*TO DO*: Copy each line from the data that has the word "water" in it.

*DATA FOR ANALYSIS*:

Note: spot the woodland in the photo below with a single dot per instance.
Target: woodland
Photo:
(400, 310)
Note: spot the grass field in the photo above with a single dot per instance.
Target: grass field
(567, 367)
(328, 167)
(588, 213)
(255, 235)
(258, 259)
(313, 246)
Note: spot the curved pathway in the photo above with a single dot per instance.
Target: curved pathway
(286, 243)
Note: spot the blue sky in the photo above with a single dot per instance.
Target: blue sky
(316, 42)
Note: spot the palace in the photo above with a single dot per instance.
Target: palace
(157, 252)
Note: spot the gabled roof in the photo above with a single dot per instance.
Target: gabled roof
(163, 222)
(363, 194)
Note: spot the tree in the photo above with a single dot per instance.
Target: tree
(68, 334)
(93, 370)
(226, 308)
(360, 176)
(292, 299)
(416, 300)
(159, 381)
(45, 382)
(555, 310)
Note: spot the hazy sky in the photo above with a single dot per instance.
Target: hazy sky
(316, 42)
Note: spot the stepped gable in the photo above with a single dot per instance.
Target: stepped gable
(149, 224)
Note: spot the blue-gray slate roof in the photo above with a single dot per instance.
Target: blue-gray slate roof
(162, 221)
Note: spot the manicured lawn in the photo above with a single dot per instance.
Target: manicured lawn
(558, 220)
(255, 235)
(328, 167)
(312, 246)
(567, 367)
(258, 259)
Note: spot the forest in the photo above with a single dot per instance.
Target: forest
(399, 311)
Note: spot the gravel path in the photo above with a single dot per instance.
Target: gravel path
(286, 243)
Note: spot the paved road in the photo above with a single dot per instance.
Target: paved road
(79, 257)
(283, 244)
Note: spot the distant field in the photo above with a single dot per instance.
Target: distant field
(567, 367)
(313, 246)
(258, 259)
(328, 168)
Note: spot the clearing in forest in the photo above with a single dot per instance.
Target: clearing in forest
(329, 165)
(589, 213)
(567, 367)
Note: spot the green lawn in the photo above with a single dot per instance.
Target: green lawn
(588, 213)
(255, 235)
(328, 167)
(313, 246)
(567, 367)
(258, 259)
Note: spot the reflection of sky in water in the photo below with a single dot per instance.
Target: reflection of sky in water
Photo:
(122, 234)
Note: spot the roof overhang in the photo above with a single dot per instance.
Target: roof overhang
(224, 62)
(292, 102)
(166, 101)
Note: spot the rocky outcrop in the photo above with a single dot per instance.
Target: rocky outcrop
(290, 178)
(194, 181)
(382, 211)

*FINAL ANSWER*:
Note: spot the reflection of sky in water in the photo below with a single dot per instance.
Target: reflection of sky in water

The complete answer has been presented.